Что нужно сделать
Продолжите отрывок об иконологии и книге Тито Виньоли «Миф и наука», начав сразу после его последнего предложения.

---- Отрывок текста

Рефлексия по этому поводу как раз и формирует программу (проект) создания такой теории и практики, а вместе – методологии, которая не просто учитывала бы, но опять-таки выражала (символизировала) зазор между зрением и сознанием, между зрением и исполнительской практикой, между зрением и словесной практикой, между зрением и истолкованием и т. д.
В этом контексте существует и зазор между идеалом и формой: 1) для искусства это означает разницу между задачами смысловыми и сугубо художественными (исполнительскими); 2) для эстетики и критики – внимание или к содержанию, или к формальным аспектам.
Это выражается, как мы уже говорили, в различии эстетики идеализма и эстетики формализма, то есть гегельянской и кантианской. Хотя напряжение всегда сохраняется и может уравновешиваться пониманием формы как некоторой эйдетической сущности (Гегель), некой силы и даже воли (Шопенгауэр), структурирующей и даже конструирующей опыт, в первую очередь эстетический, а затем и художественный. В такого рода концептуально напряженном поле, между прочим, зарождается и вся иконология, которая есть наиболее впечатляющий и влиятельный по сю пору опыт совмещения различных типов символизма.
Страх первичного единства – иконология и эволюция
…И мы обязаны именно Гомбриху как автору биографии Аби Варбурга[213] обнаружением некоего полузабытого автора XIX в., который тогда был не только властителем дум (в том числе и варбургских), но и самым настоящим символом своего времени. Мы хотим обратиться к теме все того же символизма, однако взятого в своем исключительно когнитивно-эпистемологическом изводе: вопрос экспрессии концептуальномыслительного опыта стоит порой не менее остро, чем вопрос экспрессии опыта эстетического.
Упомянутый автор – это Тито Виньоли со своей книгой «Миф и наука» (1879, нем. пер. – 1880), где была собрана сама квинтэссенция исторического эволюционизма, но с сознательной добавкой широко понятой психологии, а также мифологии. Все это вместе фактически и сформировало мировоззрение Варбурга, вобрав в себя и связав воедино все его прежние концептуальные впечатления. Вслед за Гомбрихом[214] проследим ключевые моменты этой системы взглядов, весьма впечатляющей, крайне определенной, тенденциозной по замыслу и, между прочим, известной – как и ее автор – почти исключительно в связи с именем Варбурга.

--------
---- Исходные строки

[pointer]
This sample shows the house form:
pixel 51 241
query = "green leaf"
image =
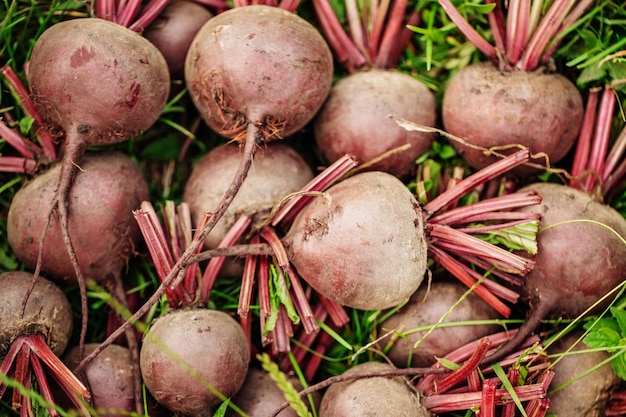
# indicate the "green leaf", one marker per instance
pixel 291 394
pixel 519 237
pixel 602 338
pixel 620 317
pixel 221 411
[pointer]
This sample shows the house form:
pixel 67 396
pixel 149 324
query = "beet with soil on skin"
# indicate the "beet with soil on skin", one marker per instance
pixel 577 262
pixel 174 29
pixel 372 396
pixel 103 231
pixel 47 311
pixel 258 65
pixel 488 108
pixel 354 120
pixel 361 245
pixel 109 378
pixel 189 353
pixel 427 306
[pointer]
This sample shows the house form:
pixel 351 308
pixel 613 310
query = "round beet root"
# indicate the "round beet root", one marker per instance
pixel 354 119
pixel 258 64
pixel 488 107
pixel 47 311
pixel 426 308
pixel 101 224
pixel 188 354
pixel 588 396
pixel 98 81
pixel 174 29
pixel 109 378
pixel 362 245
pixel 577 262
pixel 278 170
pixel 373 397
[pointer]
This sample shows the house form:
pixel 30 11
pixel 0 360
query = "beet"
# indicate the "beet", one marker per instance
pixel 96 83
pixel 577 263
pixel 376 396
pixel 260 395
pixel 109 378
pixel 362 245
pixel 47 311
pixel 174 29
pixel 488 108
pixel 103 231
pixel 258 65
pixel 427 306
pixel 256 73
pixel 188 354
pixel 278 170
pixel 354 120
pixel 588 396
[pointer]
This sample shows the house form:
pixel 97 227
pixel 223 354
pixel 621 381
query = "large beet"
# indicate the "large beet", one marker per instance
pixel 488 108
pixel 98 81
pixel 258 64
pixel 362 245
pixel 101 224
pixel 587 396
pixel 188 354
pixel 577 262
pixel 354 119
pixel 47 311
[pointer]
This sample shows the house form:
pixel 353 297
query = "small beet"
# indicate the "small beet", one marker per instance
pixel 47 311
pixel 372 396
pixel 174 29
pixel 103 231
pixel 188 354
pixel 109 377
pixel 354 120
pixel 577 262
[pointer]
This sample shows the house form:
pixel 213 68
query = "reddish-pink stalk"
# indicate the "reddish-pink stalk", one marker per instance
pixel 325 179
pixel 516 29
pixel 247 281
pixel 548 29
pixel 488 399
pixel 20 90
pixel 215 264
pixel 601 139
pixel 486 209
pixel 583 143
pixel 454 378
pixel 478 178
pixel 464 274
pixel 26 353
pixel 497 25
pixel 376 34
pixel 445 403
pixel 348 54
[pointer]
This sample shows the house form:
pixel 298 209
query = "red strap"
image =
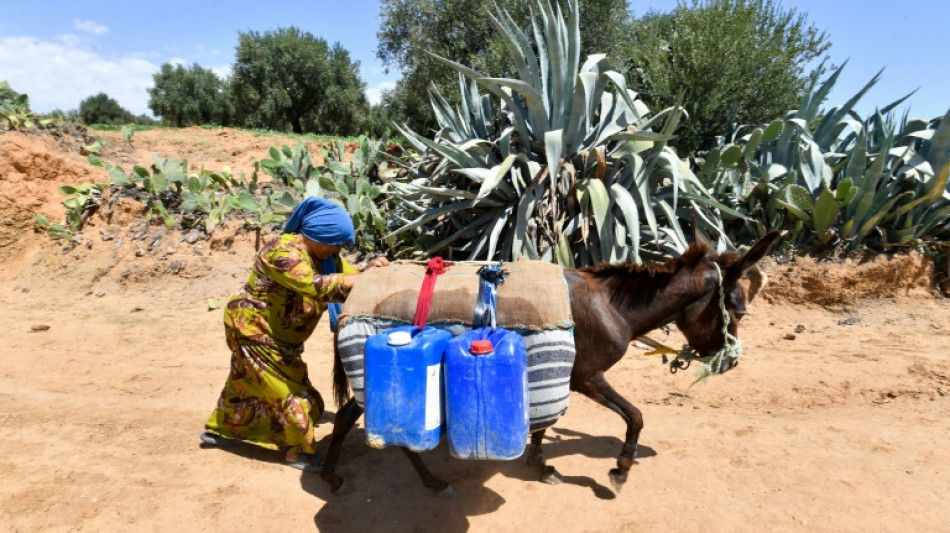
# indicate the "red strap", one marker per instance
pixel 434 267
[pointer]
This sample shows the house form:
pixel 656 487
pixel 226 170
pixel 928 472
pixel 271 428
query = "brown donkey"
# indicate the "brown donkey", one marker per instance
pixel 612 305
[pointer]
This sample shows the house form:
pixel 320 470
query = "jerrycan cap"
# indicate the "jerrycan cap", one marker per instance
pixel 399 338
pixel 481 347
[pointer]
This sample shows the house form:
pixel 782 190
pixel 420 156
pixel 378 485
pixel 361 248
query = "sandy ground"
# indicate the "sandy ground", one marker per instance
pixel 836 419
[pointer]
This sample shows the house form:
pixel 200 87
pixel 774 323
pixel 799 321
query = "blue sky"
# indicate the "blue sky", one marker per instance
pixel 61 52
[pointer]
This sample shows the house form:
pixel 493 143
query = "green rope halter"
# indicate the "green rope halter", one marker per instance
pixel 731 347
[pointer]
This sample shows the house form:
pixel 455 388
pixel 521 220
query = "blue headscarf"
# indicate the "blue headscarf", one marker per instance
pixel 321 220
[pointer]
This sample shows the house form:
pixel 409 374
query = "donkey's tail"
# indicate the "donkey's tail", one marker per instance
pixel 341 385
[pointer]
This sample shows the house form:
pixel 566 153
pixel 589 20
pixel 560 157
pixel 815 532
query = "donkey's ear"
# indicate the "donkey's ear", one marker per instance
pixel 759 250
pixel 699 236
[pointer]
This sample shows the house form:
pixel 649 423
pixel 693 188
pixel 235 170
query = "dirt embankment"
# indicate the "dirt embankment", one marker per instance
pixel 835 420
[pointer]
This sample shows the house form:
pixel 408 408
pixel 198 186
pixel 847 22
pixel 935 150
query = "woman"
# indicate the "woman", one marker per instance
pixel 268 400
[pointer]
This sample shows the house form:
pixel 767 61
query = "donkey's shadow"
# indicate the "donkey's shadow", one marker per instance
pixel 387 492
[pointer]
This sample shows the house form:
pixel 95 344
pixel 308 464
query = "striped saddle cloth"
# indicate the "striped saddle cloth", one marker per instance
pixel 550 360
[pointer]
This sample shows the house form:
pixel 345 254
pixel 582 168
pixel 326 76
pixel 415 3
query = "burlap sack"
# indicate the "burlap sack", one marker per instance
pixel 534 296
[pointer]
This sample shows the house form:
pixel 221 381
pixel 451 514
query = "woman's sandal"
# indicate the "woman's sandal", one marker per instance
pixel 210 439
pixel 308 462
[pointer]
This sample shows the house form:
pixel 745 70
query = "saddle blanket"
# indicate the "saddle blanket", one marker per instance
pixel 550 360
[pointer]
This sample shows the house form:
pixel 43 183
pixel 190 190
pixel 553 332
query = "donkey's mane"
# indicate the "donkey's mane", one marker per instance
pixel 635 285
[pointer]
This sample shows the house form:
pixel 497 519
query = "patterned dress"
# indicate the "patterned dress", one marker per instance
pixel 268 399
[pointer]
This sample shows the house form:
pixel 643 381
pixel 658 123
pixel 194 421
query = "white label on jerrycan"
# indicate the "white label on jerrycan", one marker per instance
pixel 433 397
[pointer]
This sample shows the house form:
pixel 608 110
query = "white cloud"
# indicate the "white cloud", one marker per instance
pixel 89 26
pixel 58 74
pixel 375 93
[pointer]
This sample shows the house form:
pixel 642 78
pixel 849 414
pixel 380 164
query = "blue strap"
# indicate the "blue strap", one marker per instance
pixel 328 266
pixel 486 305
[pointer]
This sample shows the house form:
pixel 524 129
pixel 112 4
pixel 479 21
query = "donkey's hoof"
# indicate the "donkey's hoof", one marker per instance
pixel 344 489
pixel 551 476
pixel 617 478
pixel 448 493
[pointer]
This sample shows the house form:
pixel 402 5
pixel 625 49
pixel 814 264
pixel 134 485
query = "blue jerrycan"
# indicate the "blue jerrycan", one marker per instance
pixel 404 394
pixel 486 394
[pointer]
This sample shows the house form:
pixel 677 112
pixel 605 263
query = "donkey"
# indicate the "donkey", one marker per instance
pixel 612 305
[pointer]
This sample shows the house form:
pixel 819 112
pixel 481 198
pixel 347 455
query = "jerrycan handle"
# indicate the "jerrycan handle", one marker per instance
pixel 486 304
pixel 481 347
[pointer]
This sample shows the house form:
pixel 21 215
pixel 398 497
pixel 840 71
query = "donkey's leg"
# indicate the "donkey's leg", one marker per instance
pixel 536 461
pixel 342 424
pixel 441 488
pixel 601 392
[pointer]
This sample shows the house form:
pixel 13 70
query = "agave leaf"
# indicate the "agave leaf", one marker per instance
pixel 876 217
pixel 937 151
pixel 825 211
pixel 631 215
pixel 565 256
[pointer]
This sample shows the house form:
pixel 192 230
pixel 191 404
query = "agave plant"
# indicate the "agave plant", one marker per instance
pixel 834 177
pixel 563 164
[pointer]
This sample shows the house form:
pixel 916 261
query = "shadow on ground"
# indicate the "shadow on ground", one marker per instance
pixel 388 495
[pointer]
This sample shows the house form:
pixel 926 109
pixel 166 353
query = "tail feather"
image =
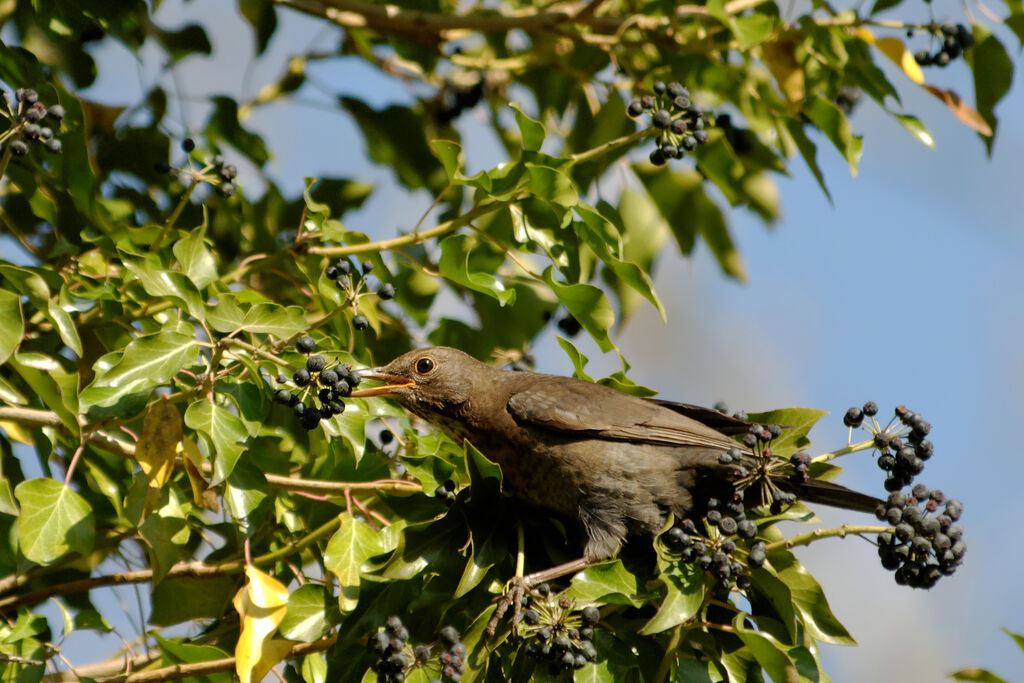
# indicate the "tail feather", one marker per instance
pixel 826 493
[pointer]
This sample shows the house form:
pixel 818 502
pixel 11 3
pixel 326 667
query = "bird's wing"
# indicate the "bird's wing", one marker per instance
pixel 706 416
pixel 574 406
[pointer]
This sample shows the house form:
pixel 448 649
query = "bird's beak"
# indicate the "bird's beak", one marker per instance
pixel 391 383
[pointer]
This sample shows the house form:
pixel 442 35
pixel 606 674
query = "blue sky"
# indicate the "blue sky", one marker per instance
pixel 906 290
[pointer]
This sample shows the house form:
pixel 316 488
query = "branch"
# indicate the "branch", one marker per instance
pixel 414 238
pixel 811 537
pixel 30 417
pixel 179 671
pixel 194 569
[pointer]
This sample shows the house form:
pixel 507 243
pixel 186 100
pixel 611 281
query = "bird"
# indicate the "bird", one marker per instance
pixel 614 464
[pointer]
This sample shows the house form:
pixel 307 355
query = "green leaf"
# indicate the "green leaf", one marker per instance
pixel 166 534
pixel 588 304
pixel 168 284
pixel 225 431
pixel 830 121
pixel 797 422
pixel 230 314
pixel 196 259
pixel 54 521
pixel 605 583
pixel 687 211
pixel 979 675
pixel 450 155
pixel 311 613
pixel 146 363
pixel 595 232
pixel 175 651
pixel 809 600
pixel 551 185
pixel 684 595
pixel 993 74
pixel 455 265
pixel 34 286
pixel 916 128
pixel 579 359
pixel 769 653
pixel 532 131
pixel 347 551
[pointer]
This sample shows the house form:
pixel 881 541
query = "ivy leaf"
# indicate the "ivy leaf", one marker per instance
pixel 225 431
pixel 683 597
pixel 588 304
pixel 608 582
pixel 809 600
pixel 532 131
pixel 311 613
pixel 830 120
pixel 168 284
pixel 454 265
pixel 261 603
pixel 54 521
pixel 347 551
pixel 145 363
pixel 196 259
pixel 11 324
pixel 157 446
pixel 768 652
pixel 33 286
pixel 230 314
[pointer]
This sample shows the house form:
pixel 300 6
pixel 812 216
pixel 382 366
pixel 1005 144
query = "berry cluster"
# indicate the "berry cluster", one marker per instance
pixel 955 39
pixel 925 545
pixel 445 492
pixel 902 445
pixel 395 657
pixel 215 171
pixel 556 633
pixel 353 283
pixel 680 125
pixel 28 117
pixel 713 550
pixel 455 98
pixel 335 383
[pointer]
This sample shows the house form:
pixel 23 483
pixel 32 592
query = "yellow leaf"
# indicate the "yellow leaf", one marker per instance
pixel 159 441
pixel 16 432
pixel 261 603
pixel 780 55
pixel 895 50
pixel 962 110
pixel 202 494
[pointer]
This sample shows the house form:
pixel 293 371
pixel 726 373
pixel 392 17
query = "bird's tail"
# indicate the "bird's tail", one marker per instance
pixel 826 493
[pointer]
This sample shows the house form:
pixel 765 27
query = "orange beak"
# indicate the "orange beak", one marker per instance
pixel 392 382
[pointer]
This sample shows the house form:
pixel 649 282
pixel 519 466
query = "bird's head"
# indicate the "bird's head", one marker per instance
pixel 437 377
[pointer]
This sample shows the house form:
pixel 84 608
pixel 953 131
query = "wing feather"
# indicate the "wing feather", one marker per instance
pixel 574 406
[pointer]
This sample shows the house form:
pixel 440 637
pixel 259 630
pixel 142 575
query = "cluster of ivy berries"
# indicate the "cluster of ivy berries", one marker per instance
pixel 445 492
pixel 555 632
pixel 353 283
pixel 395 656
pixel 29 118
pixel 955 39
pixel 925 544
pixel 902 444
pixel 328 386
pixel 680 125
pixel 715 548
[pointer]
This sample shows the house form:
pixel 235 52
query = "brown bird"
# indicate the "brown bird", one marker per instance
pixel 613 463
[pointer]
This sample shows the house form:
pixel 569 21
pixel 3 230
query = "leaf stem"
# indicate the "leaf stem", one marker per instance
pixel 413 238
pixel 837 531
pixel 854 447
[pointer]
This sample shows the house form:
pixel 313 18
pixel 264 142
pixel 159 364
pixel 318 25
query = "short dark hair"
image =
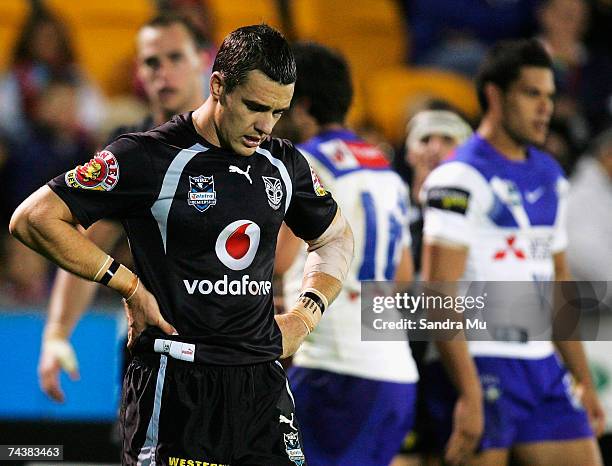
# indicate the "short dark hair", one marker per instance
pixel 257 47
pixel 503 63
pixel 324 79
pixel 167 19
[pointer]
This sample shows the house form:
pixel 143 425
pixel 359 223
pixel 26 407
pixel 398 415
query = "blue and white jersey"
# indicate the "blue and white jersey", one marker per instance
pixel 509 214
pixel 373 198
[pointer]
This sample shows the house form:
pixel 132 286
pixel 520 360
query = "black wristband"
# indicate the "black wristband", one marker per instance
pixel 315 298
pixel 110 273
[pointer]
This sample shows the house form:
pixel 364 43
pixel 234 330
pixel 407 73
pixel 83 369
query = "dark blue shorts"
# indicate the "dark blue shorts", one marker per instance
pixel 525 401
pixel 349 421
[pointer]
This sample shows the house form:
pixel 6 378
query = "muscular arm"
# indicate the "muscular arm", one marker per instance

--------

Результат задания
Вся книга – фактически комментарий к одной воображаемой ситуации, когда лошадь пугается листа бумаги, гонимого ветром, и начинает нести[215]. Причина тому – именно в том самом страхе перед воображаемым или реальным врагом, который сидит и в животном, и в человеке. Это «выражение фундаментального механизма духа», и смысл его в том, что окружающий мир воспринимается и переживается как наполненный теми или иными силами, причем живыми. Это можно назвать анимизмом, но суть его в том, что человек и окружение, пусть и опасное – единое и живое целое. Когда человек высвобождается из этого состояния «чистой восприимчивости» (термин Виньоли, передающий первую стадию развития человека от животного и далее), он попадает в пределы уже не собственно инстинктов (первейший из которых, повторяем, страх), а в область отчасти отрефлексированного состояния, где властвует метафора или перенос. Это область мифологии, где человек – «проецирующий субъект» (это все – до Фрейда) и уже эта «базовая тенденция» человеческого развития дает в качестве выхода то, что традиционно именуется фетишизмом (вспомним всю бескрайнюю перспективу психоаналитической «объект-теории»). Этот самый фетишизм отвечает за склонность и к персонификации, и к общему «опредмечиванию» реальности, когда даже логика не свободна от условных мыслительных образований вроде «сущности» или «представления», видя в них некоторые отдельные существа (это все – фетишизм).
И только осознанно и ответственно мыслящий человек постепенно освобождается от первичных законов персонификации, вступая на путь духовного спасения, на путь истины и свободы[216]. Но на этом пути человека поджидает такая опасность, как принцип «энтификации», как это именует Виньоли, подразумевая здесь то, что потом Гуссерль назовет «тетической функцией» сознания, предпочитающего приписывать собственным образованиям (ощущениям и представлениям) самостоятельное существование (вспомним и Гельмгольца). Лишь очень сильный ум (оснащенный, добавим мы, феноменологической редукцией) способен прорваться сквозь «оболочку мифологии» к чистым отношениям «математики и механики». И хотя каждый день приносит нам моменты «уничтожения мифа», он живуч хотя бы потому, что и сама наука от него не свободна, например, в характерном для нее дуализме материи и духа.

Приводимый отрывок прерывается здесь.